■ **ABOUT THIS EXERCISE**
In the blog post on international characters in the WebBrowser control, rewrite the part that begins with "I need fewer" and ends with "input the HTML.", swapping every "HTML" for "markup".

■ **SOURCE EXTRACT**
══════

Matthias Shapiro

I need fewer hobbies

International UTF-8 Characters in Windows Phone 7 WebBrowser Control

I haven’t blogged for a while not because I haven’t had anything to say but because I felt I need time to triage all cool stuff I’ve been learning about Windows Phone 7 Silverlight development. However, one thing that I’ve learned cannot wait. That is support for international characters in the WebBrowser control.

Basically, the problem is as follows: We want to show HTML that uses international characters. The most straightforward way to show HTML in a Windows Phone 7 app is to use the WebBrowser control and the "NavigateToString(string myString)” method to input the HTML.

However, when we hook international text (like Japanese, Arabic, Korean, Russian or Chinese characters) using this method, we get a mess. The following code:

string testString = "<html><body>日本列島の占領の最初の兆候が縄文時代で約14,000のBC、竪穴住居の中石器時代新石器時代
; BrowserControl.NavigateToString(testString);
produces the following result:


In case you’re not familiar with Japanese, this is not Japanese. This is, instead, the ASCII version of the Japanese characters we want to see. Why does it do this? I’m not sure. But my effort to show the actual international text in the WebBrowser control was met with tears time and time again.

══════

■ **DATA FOR REVIEW**
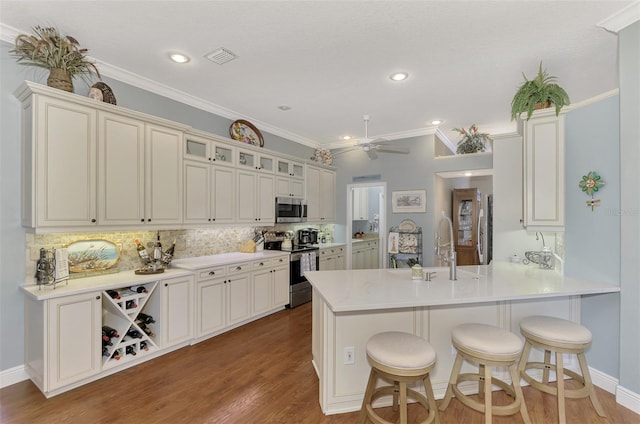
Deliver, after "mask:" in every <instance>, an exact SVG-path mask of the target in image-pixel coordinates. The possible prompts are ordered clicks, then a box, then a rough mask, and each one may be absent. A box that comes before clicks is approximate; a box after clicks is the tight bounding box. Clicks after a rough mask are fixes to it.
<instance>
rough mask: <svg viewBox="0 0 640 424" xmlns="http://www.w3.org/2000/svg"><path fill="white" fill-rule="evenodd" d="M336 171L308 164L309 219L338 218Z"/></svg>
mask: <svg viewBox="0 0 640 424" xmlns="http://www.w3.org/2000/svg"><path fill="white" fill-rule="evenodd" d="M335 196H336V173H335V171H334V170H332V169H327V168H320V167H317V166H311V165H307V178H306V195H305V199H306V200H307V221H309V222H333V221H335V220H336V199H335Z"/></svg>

══════

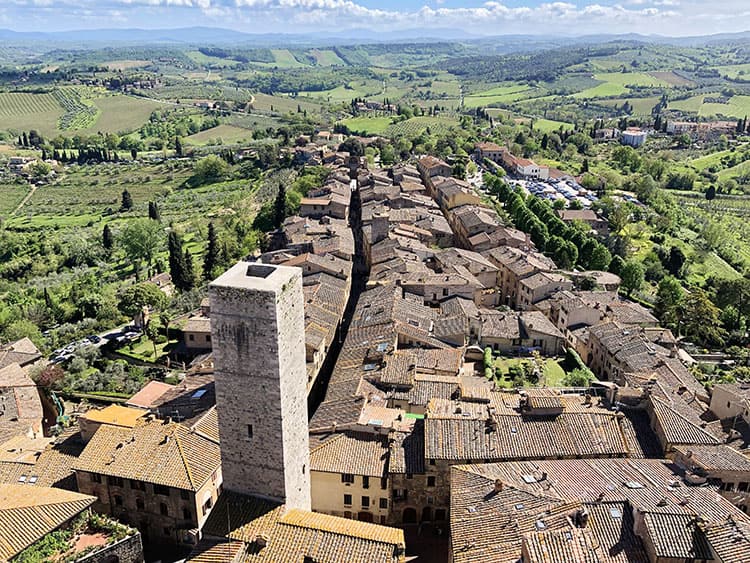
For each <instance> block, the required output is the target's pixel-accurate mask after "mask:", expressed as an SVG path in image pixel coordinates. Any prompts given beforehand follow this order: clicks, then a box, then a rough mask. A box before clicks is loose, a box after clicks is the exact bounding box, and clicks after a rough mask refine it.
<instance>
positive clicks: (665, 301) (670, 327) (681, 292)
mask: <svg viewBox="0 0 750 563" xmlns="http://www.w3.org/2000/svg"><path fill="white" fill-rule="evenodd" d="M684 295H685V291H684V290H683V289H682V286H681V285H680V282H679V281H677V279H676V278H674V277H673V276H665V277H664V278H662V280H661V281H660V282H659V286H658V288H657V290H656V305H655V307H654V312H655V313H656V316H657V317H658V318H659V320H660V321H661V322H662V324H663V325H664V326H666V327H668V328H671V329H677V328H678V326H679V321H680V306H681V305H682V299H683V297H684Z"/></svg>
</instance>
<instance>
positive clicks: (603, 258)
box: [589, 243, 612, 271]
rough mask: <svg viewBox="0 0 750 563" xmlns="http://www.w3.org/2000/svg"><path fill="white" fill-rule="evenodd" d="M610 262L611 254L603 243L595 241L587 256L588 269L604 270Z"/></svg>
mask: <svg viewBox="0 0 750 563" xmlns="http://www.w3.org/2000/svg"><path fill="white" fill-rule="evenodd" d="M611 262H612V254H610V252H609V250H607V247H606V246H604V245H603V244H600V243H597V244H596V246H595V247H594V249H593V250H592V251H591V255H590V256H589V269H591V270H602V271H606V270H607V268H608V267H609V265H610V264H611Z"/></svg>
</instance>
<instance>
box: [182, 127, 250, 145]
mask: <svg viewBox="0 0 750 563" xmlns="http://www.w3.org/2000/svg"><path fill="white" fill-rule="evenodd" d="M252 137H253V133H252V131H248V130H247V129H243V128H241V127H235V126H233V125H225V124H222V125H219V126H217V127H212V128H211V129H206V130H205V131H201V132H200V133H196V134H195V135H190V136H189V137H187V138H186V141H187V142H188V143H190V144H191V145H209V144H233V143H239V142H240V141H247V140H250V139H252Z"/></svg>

══════

■ **YOUR RESPONSE**
I need fewer hobbies

International UTF-8 Characters in Windows Phone 7 WebBrowser Control

I haven’t blogged for a while not because I haven’t had anything to say but because I felt I need time to triage all cool stuff I’ve been learning about Windows Phone 7 Silverlight development. However, one thing that I’ve learned cannot wait. That is support for international characters in the WebBrowser control.

Basically, the problem is as follows: We want to show markup that uses international characters. The most straightforward way to show markup in a Windows Phone 7 app is to use the WebBrowser control and the "NavigateToString(string myString)” method to input the markup.